Replace "exercise" with "activity" wherever it occurs in the data below, starting at the beginning and ending at the line containing "150), (158, 190)]". Write out that whole stretch again with every other detail unchanged.

-.-.-

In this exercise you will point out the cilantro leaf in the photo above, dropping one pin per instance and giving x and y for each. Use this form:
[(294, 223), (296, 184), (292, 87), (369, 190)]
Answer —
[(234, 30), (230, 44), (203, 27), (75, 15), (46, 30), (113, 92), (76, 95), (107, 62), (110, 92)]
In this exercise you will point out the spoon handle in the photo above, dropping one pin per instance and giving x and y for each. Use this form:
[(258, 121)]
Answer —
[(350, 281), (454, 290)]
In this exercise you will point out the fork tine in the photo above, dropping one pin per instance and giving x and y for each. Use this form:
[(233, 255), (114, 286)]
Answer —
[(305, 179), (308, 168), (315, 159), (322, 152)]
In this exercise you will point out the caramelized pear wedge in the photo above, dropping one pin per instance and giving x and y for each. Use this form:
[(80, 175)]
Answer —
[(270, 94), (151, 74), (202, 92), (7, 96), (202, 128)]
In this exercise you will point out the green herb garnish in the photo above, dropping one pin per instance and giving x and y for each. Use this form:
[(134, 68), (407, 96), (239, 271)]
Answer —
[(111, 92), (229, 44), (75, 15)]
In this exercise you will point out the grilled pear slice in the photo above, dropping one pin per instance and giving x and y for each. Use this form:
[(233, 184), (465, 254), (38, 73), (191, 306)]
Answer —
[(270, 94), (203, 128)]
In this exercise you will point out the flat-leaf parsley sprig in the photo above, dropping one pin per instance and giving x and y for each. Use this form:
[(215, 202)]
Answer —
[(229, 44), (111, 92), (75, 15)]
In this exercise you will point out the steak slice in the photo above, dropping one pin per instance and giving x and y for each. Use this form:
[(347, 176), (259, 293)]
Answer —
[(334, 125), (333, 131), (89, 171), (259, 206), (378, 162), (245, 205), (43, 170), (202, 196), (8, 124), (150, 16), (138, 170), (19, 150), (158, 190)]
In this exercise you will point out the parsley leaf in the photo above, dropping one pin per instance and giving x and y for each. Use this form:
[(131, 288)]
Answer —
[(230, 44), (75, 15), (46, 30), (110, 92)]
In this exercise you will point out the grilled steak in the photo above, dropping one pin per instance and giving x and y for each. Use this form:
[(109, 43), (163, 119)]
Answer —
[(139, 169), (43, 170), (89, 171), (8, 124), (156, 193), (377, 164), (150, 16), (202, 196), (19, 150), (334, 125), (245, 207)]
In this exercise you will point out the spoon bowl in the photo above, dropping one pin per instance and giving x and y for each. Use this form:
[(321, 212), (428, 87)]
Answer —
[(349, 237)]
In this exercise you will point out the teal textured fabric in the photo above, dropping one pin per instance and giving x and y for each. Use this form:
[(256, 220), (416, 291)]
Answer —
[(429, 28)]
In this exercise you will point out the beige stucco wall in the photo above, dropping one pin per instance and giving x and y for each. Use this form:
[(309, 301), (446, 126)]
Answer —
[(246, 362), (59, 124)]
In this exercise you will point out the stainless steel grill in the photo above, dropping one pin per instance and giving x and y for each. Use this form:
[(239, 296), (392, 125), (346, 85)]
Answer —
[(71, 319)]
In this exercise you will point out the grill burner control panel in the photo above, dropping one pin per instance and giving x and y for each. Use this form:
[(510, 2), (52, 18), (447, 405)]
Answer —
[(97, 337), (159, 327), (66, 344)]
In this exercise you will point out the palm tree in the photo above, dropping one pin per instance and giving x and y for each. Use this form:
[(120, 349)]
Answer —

-.-.-

◆ **Final answer**:
In this activity you will point out the cilantro leaf in the photo above, dropping one pin per instance and giving x and y for each. Use this form:
[(294, 223), (296, 184), (292, 87), (369, 190)]
Answer —
[(234, 30), (230, 44), (203, 27), (75, 15), (46, 30), (113, 92), (76, 95), (107, 62), (110, 92)]
In this activity you will point out the spoon handle in the photo above, dropping one pin per instance and giving x and y for each. Use this form:
[(258, 121)]
Answer —
[(350, 281), (454, 290)]
In this activity you will point out the fork tine in the photo above, dropping one pin per instance and giving x and y for each. Use this form:
[(233, 255), (114, 286)]
Answer —
[(305, 179), (308, 168), (315, 159), (322, 152)]
In this activity you will point out the caramelized pear wedge in the photo above, dropping one pin per instance and giving x and y for each. Use this form:
[(80, 175)]
Answer —
[(270, 94), (151, 74), (202, 92), (7, 96), (202, 128)]
In this activity you will point out the green herb garnish in the photo above, dropping one pin per instance and giving x and y for each. Use this form:
[(134, 68), (407, 96), (239, 271)]
Answer —
[(111, 92), (229, 44), (75, 15)]
In this activity you will point out the grilled pear slice in the photo above, dropping one pin per instance and giving x and y for each. Use this form:
[(233, 184), (465, 254), (38, 73), (191, 306)]
Answer —
[(270, 94), (203, 128)]
In this activity you will point out the flat-leaf parsley sprig in the photo above, dropping one pin per instance and giving x and y for each. Use this form:
[(215, 202)]
Answer —
[(229, 44), (111, 92), (75, 15)]
In this activity you will point out the steak slice in the photo above, dropping one pin per instance and giving x and y for each. Use this form:
[(347, 176), (259, 293)]
Answer —
[(334, 125), (333, 131), (89, 171), (259, 206), (378, 162), (245, 205), (43, 170), (202, 196), (8, 124), (150, 16), (138, 170), (19, 150), (158, 190)]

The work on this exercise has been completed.